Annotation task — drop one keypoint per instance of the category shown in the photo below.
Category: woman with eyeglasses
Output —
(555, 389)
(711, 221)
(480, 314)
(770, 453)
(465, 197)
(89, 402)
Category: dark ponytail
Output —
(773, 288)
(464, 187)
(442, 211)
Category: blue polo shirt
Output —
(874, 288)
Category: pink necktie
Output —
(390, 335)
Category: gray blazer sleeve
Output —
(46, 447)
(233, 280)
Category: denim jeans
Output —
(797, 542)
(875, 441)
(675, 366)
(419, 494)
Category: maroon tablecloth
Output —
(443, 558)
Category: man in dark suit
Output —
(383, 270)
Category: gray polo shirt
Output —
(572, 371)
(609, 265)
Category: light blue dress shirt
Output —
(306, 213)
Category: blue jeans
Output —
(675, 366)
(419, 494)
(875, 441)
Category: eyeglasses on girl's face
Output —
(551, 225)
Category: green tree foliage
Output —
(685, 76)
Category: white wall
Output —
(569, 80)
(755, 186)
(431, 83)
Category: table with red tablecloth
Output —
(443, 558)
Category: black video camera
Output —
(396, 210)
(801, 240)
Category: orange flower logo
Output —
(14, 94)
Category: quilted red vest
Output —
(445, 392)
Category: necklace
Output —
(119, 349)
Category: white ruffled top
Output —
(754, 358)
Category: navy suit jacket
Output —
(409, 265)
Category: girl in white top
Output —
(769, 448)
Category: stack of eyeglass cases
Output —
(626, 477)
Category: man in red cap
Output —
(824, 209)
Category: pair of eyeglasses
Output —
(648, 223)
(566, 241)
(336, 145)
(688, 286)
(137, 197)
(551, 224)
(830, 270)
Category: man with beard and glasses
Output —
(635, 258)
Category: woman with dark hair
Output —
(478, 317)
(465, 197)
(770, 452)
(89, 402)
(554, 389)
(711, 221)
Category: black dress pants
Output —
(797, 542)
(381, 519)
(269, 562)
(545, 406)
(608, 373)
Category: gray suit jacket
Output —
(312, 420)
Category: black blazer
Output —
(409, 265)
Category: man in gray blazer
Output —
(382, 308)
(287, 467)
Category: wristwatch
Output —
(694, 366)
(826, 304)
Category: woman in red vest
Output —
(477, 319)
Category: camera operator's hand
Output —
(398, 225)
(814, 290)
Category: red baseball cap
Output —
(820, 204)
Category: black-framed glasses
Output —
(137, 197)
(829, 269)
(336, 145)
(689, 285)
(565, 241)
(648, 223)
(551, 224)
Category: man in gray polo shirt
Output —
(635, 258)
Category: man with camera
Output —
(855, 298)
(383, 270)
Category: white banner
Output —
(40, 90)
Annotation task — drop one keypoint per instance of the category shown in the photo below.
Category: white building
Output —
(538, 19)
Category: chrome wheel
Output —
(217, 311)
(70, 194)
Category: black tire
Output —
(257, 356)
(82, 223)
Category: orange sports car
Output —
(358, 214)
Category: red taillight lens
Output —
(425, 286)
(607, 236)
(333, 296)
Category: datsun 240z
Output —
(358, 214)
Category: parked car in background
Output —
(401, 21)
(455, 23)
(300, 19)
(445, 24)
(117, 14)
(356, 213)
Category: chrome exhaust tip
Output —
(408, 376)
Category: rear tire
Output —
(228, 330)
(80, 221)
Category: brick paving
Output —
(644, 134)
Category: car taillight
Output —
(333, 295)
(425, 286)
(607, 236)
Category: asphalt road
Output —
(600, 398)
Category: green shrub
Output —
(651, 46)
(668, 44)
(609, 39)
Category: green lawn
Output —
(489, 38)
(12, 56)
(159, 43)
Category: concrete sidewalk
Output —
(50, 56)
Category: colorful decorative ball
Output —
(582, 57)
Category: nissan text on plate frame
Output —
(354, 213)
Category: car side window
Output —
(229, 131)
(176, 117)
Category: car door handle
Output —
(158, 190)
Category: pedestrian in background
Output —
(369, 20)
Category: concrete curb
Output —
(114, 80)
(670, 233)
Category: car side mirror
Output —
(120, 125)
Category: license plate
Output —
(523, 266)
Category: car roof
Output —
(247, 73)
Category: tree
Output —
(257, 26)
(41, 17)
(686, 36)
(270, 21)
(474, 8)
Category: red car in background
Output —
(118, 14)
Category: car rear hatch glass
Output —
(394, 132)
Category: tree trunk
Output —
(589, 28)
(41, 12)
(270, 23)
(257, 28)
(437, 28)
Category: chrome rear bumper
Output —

WHAT YOU NEED TO DO ▸
Restate the records above exactly.

TASK OUTPUT ▸
Annotation task — drop one keypoint per instance of the category shown in the photo below.
Category: woman with eyeglasses
Output —
(555, 389)
(711, 221)
(480, 314)
(770, 453)
(465, 197)
(89, 402)
Category: dark ponytail
Output —
(773, 288)
(464, 187)
(442, 211)
Category: blue polo shirt
Output —
(874, 288)
Category: pink necktie
Output —
(390, 335)
Category: gray blazer sleeve
Output —
(46, 447)
(233, 280)
Category: denim jeans
Output —
(797, 542)
(875, 441)
(675, 366)
(419, 494)
Category: maroon tablecloth
Output —
(443, 558)
Category: man in dark suit
Output —
(383, 270)
Category: gray polo shirt
Output —
(572, 371)
(609, 265)
Category: light blue dress shirt
Output —
(306, 213)
Category: blue jeans
Output —
(675, 366)
(419, 494)
(875, 441)
Category: eyeglasses on girl's face
Output —
(551, 225)
Category: green tree foliage
Output —
(685, 76)
Category: white wall
Output —
(569, 80)
(755, 186)
(431, 83)
Category: table with red tablecloth
Output —
(443, 558)
Category: black video camera
Output —
(396, 210)
(801, 240)
Category: orange flower logo
Output —
(14, 94)
Category: quilted red vest
Output —
(445, 392)
Category: necklace
Output —
(119, 349)
Category: white ruffled top
Output —
(754, 358)
Category: navy suit jacket
Output —
(409, 265)
Category: girl in white top
Output —
(769, 448)
Category: stack of eyeglass cases
Output —
(626, 477)
Category: man in red cap
Output —
(824, 209)
Category: pair of eyeglasses
Output —
(648, 223)
(566, 241)
(336, 145)
(688, 286)
(137, 197)
(551, 224)
(830, 270)
Category: man with beard and glasses
Output —
(635, 258)
Category: woman with dark hair
Output —
(478, 317)
(465, 197)
(770, 452)
(89, 402)
(554, 389)
(711, 221)
Category: black dress pants
Output —
(797, 542)
(381, 519)
(269, 562)
(545, 406)
(608, 373)
Category: gray suit jacket
Output —
(312, 420)
Category: black blazer
Output —
(409, 265)
Category: man in gray blazer
Output —
(382, 308)
(287, 467)
Category: wristwatch
Output —
(694, 366)
(826, 304)
Category: woman in red vest
Output —
(477, 319)
Category: camera operator's hand
Output —
(398, 225)
(814, 290)
Category: red baseball cap
Output —
(820, 204)
Category: black-framed glasses
Output —
(137, 197)
(829, 269)
(336, 145)
(689, 285)
(565, 241)
(648, 223)
(551, 224)
Category: man in gray polo shirt
Output —
(635, 258)
Category: man with camera
Output —
(855, 298)
(383, 270)
Category: white banner
Output —
(40, 90)
Annotation task — drop one keypoint per instance of the category shown in the photo below.
Category: white building
Output —
(538, 19)
Category: chrome wheel
Output —
(217, 311)
(70, 194)
Category: black tire
Output —
(257, 356)
(82, 223)
Category: orange sports car
Output —
(358, 214)
Category: red taillight lens
Output —
(425, 286)
(607, 236)
(333, 296)
Category: datsun 240z
Output —
(358, 214)
Category: parked car in background
Output —
(401, 21)
(455, 23)
(300, 19)
(445, 24)
(117, 14)
(356, 213)
Category: chrome exhaust tip
Output —
(408, 376)
Category: rear tire
Output —
(228, 330)
(80, 221)
Category: brick paving
Output —
(644, 134)
Category: car taillight
Output —
(333, 295)
(425, 286)
(607, 236)
Category: asphalt road
Output —
(600, 398)
Category: green shrub
Output —
(651, 46)
(668, 44)
(609, 39)
Category: green lawn
Output —
(489, 38)
(12, 56)
(159, 43)
Category: concrete sidewalk
Output —
(50, 56)
Category: colorful decorative ball
Output —
(582, 57)
Category: nissan text on plate frame
Output —
(354, 213)
Category: car side window
Output —
(229, 131)
(176, 117)
Category: car door handle
Output —
(158, 190)
Category: pedestrian in background
Output —
(369, 20)
Category: concrete curb
Output —
(114, 80)
(670, 233)
Category: car side mirror
Output —
(120, 125)
Category: license plate
Output —
(523, 266)
Category: car roof
Output —
(247, 73)
Category: tree
Output —
(257, 26)
(41, 17)
(686, 36)
(270, 21)
(474, 8)
Category: red car in background
Output —
(118, 14)
Category: car rear hatch glass
Output —
(394, 132)
Category: tree trunk
Output —
(589, 28)
(41, 12)
(270, 23)
(257, 28)
(437, 28)
Category: chrome rear bumper
Output —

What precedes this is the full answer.